MATERIAL SHOWN:
________________________

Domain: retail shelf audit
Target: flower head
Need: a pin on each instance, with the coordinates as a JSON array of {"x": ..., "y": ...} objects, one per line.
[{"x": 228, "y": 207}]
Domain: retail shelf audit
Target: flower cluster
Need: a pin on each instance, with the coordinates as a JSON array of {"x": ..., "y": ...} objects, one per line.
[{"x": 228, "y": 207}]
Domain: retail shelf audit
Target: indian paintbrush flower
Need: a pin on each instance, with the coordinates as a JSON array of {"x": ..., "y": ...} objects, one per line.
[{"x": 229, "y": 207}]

________________________

ACTION ITEM:
Output the listing above exactly as it appears.

PROBLEM SOLUTION:
Domain: retail shelf audit
Target: flower head
Need: a pin on each instance, with the coordinates as a JSON array of {"x": ..., "y": ...} objects, one per line.
[{"x": 228, "y": 207}]
Domain: retail shelf audit
Target: flower cluster
Need: a pin on each instance, with the coordinates as a JSON array of {"x": ..., "y": ...} objects, one per line.
[{"x": 228, "y": 207}]
Domain: retail shelf audit
Target: indian paintbrush flower
Need: a pin on each instance, with the coordinates as a JSON array of {"x": ..., "y": ...} objects, one per line.
[{"x": 229, "y": 207}]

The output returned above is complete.